About this task
Which lines in the data below contain the word "background"? Return each of them.

Record extracts below:

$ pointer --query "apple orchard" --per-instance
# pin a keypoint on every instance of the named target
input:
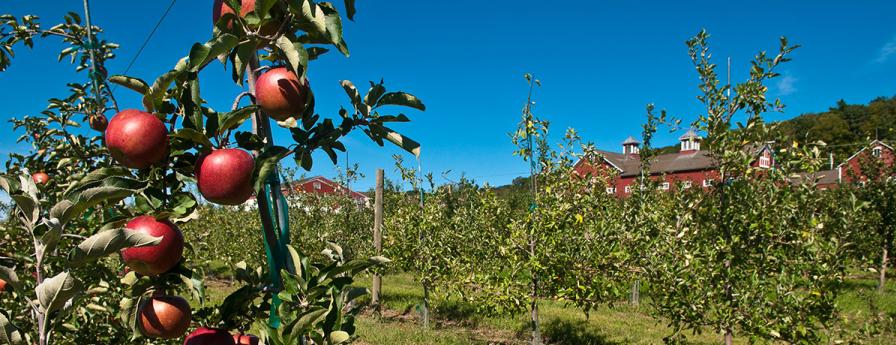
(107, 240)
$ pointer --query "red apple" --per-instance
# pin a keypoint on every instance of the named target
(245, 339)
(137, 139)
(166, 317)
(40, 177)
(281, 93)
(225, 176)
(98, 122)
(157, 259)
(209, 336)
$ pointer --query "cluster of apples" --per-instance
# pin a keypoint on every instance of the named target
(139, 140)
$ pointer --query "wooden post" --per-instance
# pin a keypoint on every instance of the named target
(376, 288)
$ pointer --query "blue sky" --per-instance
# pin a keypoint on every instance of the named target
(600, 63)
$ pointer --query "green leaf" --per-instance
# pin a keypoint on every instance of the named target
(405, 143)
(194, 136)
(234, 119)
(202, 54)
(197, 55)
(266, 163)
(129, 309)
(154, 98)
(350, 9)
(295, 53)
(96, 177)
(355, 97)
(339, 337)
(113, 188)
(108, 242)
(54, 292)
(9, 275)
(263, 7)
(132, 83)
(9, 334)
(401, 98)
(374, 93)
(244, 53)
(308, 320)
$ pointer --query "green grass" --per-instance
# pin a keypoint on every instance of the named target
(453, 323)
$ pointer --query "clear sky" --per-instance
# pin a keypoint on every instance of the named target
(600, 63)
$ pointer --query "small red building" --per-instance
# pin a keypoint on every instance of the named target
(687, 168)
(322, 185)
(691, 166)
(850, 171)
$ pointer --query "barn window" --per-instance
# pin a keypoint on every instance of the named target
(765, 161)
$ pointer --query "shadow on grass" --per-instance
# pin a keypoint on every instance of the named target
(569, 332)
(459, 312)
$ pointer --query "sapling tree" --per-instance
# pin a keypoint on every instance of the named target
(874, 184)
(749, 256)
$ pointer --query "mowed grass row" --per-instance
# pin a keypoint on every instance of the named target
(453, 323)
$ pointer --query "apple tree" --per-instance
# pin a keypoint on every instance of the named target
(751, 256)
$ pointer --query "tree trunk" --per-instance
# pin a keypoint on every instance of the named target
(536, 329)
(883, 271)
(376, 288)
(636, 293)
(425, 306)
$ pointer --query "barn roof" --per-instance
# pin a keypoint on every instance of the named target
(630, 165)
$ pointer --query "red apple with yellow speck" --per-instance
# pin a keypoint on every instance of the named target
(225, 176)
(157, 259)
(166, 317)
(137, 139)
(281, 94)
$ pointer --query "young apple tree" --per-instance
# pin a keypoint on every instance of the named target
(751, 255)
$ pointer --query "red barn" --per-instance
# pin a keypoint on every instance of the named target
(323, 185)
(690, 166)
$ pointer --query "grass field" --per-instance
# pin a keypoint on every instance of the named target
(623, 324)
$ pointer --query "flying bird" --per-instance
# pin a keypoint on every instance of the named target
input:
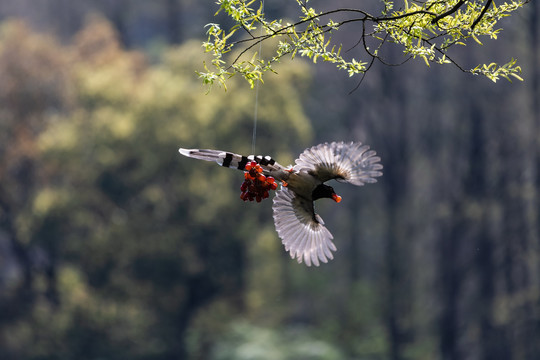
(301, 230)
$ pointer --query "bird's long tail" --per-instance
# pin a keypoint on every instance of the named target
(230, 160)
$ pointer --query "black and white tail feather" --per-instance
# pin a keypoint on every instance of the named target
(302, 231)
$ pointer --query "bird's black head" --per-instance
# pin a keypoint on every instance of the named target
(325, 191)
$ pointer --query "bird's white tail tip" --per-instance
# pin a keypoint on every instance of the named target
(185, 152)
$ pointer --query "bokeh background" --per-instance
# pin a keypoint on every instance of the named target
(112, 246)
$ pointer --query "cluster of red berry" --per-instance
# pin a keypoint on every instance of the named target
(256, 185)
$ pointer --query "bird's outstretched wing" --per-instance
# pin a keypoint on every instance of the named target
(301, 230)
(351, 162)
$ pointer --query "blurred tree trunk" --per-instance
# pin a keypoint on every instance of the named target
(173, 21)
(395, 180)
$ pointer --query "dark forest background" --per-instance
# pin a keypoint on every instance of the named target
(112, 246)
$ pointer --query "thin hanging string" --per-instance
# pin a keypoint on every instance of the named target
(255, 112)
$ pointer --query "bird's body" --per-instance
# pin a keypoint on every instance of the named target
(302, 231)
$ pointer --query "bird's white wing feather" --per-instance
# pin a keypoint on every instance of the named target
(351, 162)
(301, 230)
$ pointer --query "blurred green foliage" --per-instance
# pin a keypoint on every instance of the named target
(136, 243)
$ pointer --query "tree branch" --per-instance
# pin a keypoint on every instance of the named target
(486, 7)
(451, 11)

End of Record extracts.

Exercise response
$ pointer --query "bokeh background" --per-instance
$ pointer --query "dark forest background" --per-instance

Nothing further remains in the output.